↓↓↓
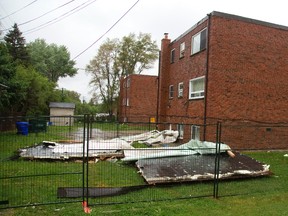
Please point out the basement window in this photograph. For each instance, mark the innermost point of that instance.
(198, 42)
(196, 88)
(195, 132)
(180, 128)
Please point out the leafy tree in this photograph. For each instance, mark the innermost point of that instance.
(16, 45)
(33, 92)
(106, 74)
(51, 60)
(137, 53)
(117, 58)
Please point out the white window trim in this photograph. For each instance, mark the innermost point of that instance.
(200, 94)
(172, 57)
(195, 132)
(182, 50)
(193, 51)
(171, 91)
(180, 90)
(180, 128)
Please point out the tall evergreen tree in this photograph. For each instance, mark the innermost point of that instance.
(16, 45)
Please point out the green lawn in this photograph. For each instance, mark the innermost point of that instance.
(258, 196)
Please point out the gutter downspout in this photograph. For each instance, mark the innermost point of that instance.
(158, 89)
(206, 77)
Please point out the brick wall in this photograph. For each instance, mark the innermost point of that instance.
(142, 95)
(247, 71)
(247, 81)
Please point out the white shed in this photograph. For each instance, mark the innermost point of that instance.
(61, 114)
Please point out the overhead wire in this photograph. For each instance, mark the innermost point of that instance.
(46, 13)
(61, 17)
(107, 30)
(19, 9)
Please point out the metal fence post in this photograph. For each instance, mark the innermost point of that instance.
(217, 160)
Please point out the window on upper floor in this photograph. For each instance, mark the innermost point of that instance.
(196, 88)
(125, 102)
(198, 42)
(126, 83)
(171, 91)
(180, 128)
(195, 132)
(180, 89)
(172, 56)
(182, 50)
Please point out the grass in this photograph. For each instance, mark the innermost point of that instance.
(258, 196)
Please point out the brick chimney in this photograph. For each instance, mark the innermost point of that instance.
(165, 35)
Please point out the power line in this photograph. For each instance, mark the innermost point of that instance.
(45, 13)
(19, 9)
(108, 29)
(59, 18)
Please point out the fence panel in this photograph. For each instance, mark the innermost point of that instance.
(113, 178)
(31, 172)
(266, 144)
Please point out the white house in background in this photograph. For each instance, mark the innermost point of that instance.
(60, 113)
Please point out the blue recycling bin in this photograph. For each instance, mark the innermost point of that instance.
(22, 128)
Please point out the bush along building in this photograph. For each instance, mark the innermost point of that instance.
(138, 98)
(227, 69)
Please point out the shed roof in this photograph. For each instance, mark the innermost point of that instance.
(62, 105)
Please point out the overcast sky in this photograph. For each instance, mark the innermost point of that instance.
(77, 24)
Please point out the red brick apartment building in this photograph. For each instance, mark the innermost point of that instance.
(230, 69)
(138, 98)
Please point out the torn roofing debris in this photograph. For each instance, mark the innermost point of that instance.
(192, 161)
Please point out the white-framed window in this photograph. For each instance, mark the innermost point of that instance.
(198, 42)
(180, 128)
(172, 56)
(180, 89)
(126, 83)
(196, 88)
(171, 91)
(195, 132)
(125, 102)
(182, 50)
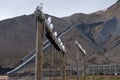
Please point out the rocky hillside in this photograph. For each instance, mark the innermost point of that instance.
(98, 32)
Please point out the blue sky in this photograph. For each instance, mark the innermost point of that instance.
(59, 8)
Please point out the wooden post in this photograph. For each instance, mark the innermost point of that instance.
(39, 50)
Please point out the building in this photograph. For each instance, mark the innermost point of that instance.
(4, 77)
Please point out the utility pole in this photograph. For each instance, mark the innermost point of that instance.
(78, 45)
(84, 63)
(39, 51)
(78, 72)
(64, 66)
(45, 26)
(39, 43)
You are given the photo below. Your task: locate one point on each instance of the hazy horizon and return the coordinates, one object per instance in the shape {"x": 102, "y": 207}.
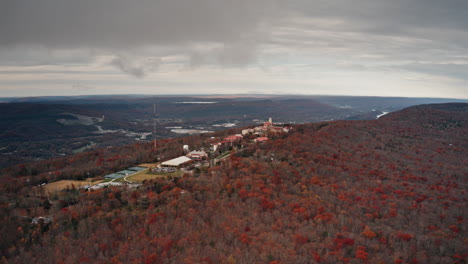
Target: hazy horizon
{"x": 414, "y": 48}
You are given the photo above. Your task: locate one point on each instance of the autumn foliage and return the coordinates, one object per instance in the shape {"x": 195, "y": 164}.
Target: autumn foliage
{"x": 391, "y": 190}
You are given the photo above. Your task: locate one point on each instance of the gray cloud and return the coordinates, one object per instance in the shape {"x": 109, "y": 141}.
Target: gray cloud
{"x": 136, "y": 69}
{"x": 123, "y": 24}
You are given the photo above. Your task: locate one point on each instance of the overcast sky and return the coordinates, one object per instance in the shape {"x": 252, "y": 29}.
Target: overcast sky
{"x": 416, "y": 48}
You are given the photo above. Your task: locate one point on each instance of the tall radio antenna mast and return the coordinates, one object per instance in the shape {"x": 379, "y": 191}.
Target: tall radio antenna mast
{"x": 154, "y": 125}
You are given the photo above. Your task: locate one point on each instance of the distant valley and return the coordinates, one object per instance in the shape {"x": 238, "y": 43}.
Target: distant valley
{"x": 41, "y": 128}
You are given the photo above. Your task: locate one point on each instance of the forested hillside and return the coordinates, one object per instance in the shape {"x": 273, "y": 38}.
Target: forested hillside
{"x": 392, "y": 190}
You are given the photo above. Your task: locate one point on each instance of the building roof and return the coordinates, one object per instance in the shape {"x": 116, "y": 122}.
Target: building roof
{"x": 125, "y": 172}
{"x": 177, "y": 161}
{"x": 196, "y": 152}
{"x": 137, "y": 168}
{"x": 113, "y": 176}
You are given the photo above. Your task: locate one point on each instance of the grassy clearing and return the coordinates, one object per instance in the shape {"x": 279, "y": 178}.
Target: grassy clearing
{"x": 62, "y": 185}
{"x": 148, "y": 165}
{"x": 139, "y": 177}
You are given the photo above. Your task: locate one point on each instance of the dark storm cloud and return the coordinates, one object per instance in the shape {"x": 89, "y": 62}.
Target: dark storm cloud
{"x": 124, "y": 23}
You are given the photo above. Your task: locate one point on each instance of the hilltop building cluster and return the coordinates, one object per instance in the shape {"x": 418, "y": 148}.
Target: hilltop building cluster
{"x": 268, "y": 127}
↑↑↑
TASK GOAL> Return all records exactly; no pictures.

RESPONSE TO THIS EXERCISE>
Please point out the basement window in this photograph. For each instance, mark the innermost point of that instance.
(198, 42)
(196, 88)
(195, 132)
(180, 128)
Please point out the leafy tree in this photograph. For each instance, mark the innermost point of that instance.
(16, 45)
(33, 92)
(106, 74)
(51, 60)
(137, 53)
(117, 58)
Please point out the white window trim in this photograph. For each instance, mark the innermost point of that instance.
(200, 94)
(172, 57)
(195, 132)
(182, 50)
(193, 51)
(171, 91)
(180, 90)
(180, 128)
Please point out the tall evergreen tree in this photograph. For each instance, mark the innermost point of that instance.
(16, 45)
Please point out the green lawn in this photograph. For each instance, mark the innermost point of that instance.
(258, 196)
Please point out the gutter downspout in this photograph. For each instance, mark the innermost point of that instance.
(158, 89)
(206, 77)
Please point out the brick wall in this photograph. For each instance, mark the innermost point of that instance.
(142, 95)
(247, 71)
(247, 81)
Please point out the white shed in this photograph. For each instance, mark the innermost point of that instance.
(61, 114)
Please point out the overhead wire in this photograph. For each instance, mark the innermost point of that instance.
(46, 13)
(61, 17)
(107, 30)
(19, 9)
Please point out the metal fence post in this photograph. For each instance, mark the innermost point of that instance.
(217, 160)
Please point out the window on upper floor in this photograph. For each instance, mark the innermost point of that instance.
(196, 88)
(125, 102)
(198, 42)
(126, 83)
(171, 91)
(180, 128)
(195, 132)
(180, 89)
(172, 56)
(182, 50)
Please point out the grass in this photograph. For each instance, mark the innermost point of that instance.
(258, 196)
Please point out the brick chimney in this photograph. For each instance, mark the innermost point of that instance.
(165, 35)
Please point out the power line in this photograph. For each instance, mark the innermost point of that instance.
(45, 13)
(19, 9)
(108, 29)
(59, 18)
Please point out the fence panel in this photograph. For each instance, mark the innermost point of that instance.
(113, 178)
(31, 172)
(266, 144)
Please point out the white house in background in this photograph. For each instance, mark the innermost point of that instance.
(60, 113)
Please point out the blue recycling bin in this photograph. For each instance, mark the innermost point of that instance.
(22, 128)
Please point out the bush along building in this photograph. For each instance, mark the innermost point of that instance.
(138, 98)
(227, 69)
Please point out the shed roof in this photograph. For each instance, mark the innermost point of that instance.
(62, 105)
Please point out the overcast sky in this photograph. For each instance, mark the innermost point of that instance.
(77, 24)
Please point out the red brick apartment building in this photograph. For each instance, mark the innermost point of that instance.
(230, 69)
(138, 98)
Please point out the torn roofing debris in this photograph. For each instance, mark the innermost point of that instance.
(192, 161)
Please point out the white-framed window in this photograph. For each instance, mark the innermost point of that instance.
(198, 42)
(180, 128)
(172, 56)
(180, 89)
(126, 83)
(196, 88)
(171, 91)
(195, 132)
(125, 102)
(182, 50)
Please point out the rocky hillside in this photograph. For each instance, mark the innermost point of that instance.
(98, 32)
Please point out the blue sky in this photograph. For each instance, mark the innermost point of that instance.
(59, 8)
Please point out the wooden post in this photograph. For each instance, mark the innermost point of that instance.
(39, 50)
Please point out the building in this photograph. For each instance, mark the innermost point of that instance.
(4, 77)
Please point out the utility pole in this photograph. For each instance, mark the innermost point of that instance.
(78, 45)
(84, 63)
(39, 51)
(78, 72)
(64, 66)
(45, 26)
(39, 43)
You are given the photo below. Your task: locate one point on each instance of the hazy horizon and return the coordinates, one object per instance in the shape {"x": 102, "y": 207}.
Target: hazy horizon
{"x": 414, "y": 48}
You are given the photo above. Your task: locate one point on each instance of the autumn foliage and return the coordinates, one object per instance in the shape {"x": 195, "y": 164}.
Target: autumn foliage
{"x": 391, "y": 190}
You are given the photo above. Your task: locate one point on each instance of the gray cloud and return the coordinates, one object per instance in the shape {"x": 109, "y": 141}.
Target: gray cloud
{"x": 136, "y": 69}
{"x": 123, "y": 24}
You are given the photo above. Your task: locate one point on each instance of the overcast sky and return the coordinates, one object per instance in the shape {"x": 252, "y": 29}.
Target: overcast sky
{"x": 416, "y": 48}
You are given the photo above. Your task: locate one point on each instance of the tall radio antenna mast and return the coordinates, one object per instance in the shape {"x": 379, "y": 191}.
Target: tall radio antenna mast
{"x": 154, "y": 125}
You are given the photo above. Your task: locate one point on each instance of the distant valley and return the coordinates, one object per instance in the shape {"x": 238, "y": 43}.
Target: distant valley
{"x": 41, "y": 128}
You are given the photo above. Your task: locate one point on each instance of the forested hillside and return the coordinates, one object per instance in the shape {"x": 273, "y": 38}.
Target: forested hillside
{"x": 392, "y": 190}
You are given the photo above. Your task: locate one point on each instance of the building roof and return the coordinates, one object per instance in the shape {"x": 116, "y": 122}.
Target: building roof
{"x": 125, "y": 172}
{"x": 177, "y": 161}
{"x": 196, "y": 152}
{"x": 137, "y": 168}
{"x": 113, "y": 176}
You are given the photo above. Your task: locate one point on each instance of the grassy clearing and return the coordinates, one object per instance in the shape {"x": 279, "y": 178}.
Target: grassy clearing
{"x": 62, "y": 185}
{"x": 148, "y": 165}
{"x": 139, "y": 177}
You are given the photo above. Your task: locate one point on each instance of the dark storm cloud and return the coordinates, one object per instance in the shape {"x": 89, "y": 62}.
Target: dark storm cloud
{"x": 124, "y": 23}
You are given the photo above. Your task: locate one point on each instance of the hilltop building cluster and return the coordinates, one object per instance in the shape {"x": 418, "y": 148}.
Target: hilltop building cluster
{"x": 268, "y": 127}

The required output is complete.